(Directive):
Swap "diagonal branch" for "slanted branch" in the entries. Begin at the line that has "If you could indicate the flower", stop after the line that has "point(586, 774)", and return only those lines with everything else unchanged.
--- Start of Data listing ---
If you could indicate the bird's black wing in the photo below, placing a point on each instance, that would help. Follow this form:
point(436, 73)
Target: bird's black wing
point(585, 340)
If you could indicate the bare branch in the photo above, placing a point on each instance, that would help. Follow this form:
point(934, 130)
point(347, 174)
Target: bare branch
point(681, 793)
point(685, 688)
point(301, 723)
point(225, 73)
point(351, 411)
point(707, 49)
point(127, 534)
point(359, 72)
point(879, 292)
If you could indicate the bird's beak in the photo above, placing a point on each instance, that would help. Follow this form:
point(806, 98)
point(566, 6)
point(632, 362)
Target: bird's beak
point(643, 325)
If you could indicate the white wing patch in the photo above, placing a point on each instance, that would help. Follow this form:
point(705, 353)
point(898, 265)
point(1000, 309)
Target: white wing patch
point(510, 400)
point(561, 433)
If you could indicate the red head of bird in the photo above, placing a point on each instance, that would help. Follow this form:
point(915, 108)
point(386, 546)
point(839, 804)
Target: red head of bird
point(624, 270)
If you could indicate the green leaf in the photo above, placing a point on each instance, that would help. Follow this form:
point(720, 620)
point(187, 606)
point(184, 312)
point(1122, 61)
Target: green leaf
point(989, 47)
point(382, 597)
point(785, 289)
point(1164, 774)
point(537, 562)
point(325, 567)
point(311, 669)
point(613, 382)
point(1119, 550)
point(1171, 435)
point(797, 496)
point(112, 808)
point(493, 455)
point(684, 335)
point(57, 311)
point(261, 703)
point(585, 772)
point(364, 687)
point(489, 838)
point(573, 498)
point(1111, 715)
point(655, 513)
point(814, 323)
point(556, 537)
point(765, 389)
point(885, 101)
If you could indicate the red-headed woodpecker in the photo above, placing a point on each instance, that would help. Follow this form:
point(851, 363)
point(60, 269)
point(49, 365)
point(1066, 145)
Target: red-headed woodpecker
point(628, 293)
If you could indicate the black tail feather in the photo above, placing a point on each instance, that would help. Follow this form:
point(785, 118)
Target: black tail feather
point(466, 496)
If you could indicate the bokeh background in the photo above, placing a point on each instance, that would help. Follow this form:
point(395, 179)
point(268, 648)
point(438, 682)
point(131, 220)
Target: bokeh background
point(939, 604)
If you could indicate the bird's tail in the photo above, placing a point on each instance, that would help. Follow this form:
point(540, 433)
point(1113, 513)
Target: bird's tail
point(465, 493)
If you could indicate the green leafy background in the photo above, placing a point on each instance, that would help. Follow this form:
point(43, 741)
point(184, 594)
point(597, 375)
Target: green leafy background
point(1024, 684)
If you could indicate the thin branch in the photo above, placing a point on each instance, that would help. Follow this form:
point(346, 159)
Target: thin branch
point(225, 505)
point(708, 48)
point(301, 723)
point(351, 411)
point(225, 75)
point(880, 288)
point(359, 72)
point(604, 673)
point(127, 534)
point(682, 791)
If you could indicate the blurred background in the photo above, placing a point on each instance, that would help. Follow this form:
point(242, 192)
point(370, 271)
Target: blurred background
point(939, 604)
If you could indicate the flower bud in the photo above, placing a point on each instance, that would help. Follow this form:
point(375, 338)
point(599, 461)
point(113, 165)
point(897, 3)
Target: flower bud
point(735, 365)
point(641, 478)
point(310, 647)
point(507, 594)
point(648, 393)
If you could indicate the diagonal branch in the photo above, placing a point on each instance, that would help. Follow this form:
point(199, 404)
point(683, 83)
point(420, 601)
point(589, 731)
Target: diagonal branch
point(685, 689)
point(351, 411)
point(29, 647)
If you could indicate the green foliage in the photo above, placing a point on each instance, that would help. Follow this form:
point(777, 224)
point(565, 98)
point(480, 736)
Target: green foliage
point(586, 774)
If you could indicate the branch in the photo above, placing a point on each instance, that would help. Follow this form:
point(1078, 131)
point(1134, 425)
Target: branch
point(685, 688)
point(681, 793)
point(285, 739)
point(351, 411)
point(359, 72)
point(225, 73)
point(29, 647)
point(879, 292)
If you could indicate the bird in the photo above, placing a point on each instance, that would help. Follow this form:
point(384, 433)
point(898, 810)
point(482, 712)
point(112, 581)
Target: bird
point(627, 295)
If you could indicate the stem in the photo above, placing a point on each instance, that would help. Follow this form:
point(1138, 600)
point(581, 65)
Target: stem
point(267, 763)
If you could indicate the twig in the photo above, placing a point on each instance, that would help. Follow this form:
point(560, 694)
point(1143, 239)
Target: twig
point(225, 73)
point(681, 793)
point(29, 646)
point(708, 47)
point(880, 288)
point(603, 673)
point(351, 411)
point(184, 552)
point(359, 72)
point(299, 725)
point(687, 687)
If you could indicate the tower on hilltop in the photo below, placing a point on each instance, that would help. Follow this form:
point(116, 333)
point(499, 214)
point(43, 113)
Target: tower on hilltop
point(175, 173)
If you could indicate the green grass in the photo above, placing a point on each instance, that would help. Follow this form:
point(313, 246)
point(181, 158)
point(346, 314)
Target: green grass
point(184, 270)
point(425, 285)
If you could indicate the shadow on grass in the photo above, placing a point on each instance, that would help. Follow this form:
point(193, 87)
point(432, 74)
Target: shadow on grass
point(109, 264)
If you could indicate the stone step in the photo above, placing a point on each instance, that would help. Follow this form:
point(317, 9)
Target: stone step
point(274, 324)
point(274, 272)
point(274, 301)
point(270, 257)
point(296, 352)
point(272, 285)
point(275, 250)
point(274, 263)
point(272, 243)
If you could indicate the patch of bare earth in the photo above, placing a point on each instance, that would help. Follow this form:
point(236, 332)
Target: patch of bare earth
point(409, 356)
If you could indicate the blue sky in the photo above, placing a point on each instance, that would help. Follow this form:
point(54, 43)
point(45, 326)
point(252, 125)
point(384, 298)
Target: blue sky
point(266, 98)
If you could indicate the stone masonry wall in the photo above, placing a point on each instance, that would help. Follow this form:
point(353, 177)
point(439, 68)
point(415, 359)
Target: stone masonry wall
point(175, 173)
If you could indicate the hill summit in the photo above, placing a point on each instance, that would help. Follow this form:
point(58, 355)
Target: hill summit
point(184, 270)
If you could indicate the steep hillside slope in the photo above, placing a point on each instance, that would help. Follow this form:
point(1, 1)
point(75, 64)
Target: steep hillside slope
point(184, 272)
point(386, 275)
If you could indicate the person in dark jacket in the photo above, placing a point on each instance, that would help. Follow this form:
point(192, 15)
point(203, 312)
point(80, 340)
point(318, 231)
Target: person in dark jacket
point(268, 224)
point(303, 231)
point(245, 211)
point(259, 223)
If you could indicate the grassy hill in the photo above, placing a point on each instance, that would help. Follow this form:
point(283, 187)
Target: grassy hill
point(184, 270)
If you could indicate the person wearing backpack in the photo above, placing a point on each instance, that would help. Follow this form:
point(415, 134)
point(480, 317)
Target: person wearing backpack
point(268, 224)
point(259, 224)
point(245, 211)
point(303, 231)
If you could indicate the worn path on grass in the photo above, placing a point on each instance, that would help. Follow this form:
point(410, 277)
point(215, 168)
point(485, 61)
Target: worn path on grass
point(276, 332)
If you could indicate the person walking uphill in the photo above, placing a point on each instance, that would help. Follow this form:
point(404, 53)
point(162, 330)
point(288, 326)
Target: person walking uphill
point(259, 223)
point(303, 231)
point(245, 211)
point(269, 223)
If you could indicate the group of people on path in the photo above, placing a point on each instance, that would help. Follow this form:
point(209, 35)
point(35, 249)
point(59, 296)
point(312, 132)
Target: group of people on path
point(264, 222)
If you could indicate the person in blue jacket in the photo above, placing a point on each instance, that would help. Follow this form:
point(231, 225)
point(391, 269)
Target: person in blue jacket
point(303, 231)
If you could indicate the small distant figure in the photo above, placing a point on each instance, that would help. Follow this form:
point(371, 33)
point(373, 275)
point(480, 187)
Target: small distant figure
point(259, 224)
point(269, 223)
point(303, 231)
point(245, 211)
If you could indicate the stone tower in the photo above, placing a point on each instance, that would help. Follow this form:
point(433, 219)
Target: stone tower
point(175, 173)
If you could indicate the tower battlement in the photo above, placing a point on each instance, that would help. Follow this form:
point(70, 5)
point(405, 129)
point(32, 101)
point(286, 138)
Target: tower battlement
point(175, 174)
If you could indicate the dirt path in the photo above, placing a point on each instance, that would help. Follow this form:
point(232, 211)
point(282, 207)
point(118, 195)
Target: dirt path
--- End of Data listing ---
(Solved problem):
If you could indicate the flower bud in the photo above, placing a point on each instance, that would help. Follow this form:
point(375, 338)
point(599, 461)
point(113, 165)
point(897, 3)
Target: flower bud
point(735, 365)
point(641, 478)
point(310, 647)
point(507, 594)
point(648, 393)
If you could indicate the slanted branch in the photo above, placing a point on each instance, that would help. Follow this form:
point(199, 404)
point(683, 83)
point(420, 601)
point(589, 731)
Target: slanted branch
point(685, 689)
point(351, 411)
point(29, 647)
If you could indicate the green foliage in the photo above, placing a point on each instance, that would help. Follow this form:
point(777, 224)
point(565, 98)
point(480, 736)
Target: green foliage
point(586, 774)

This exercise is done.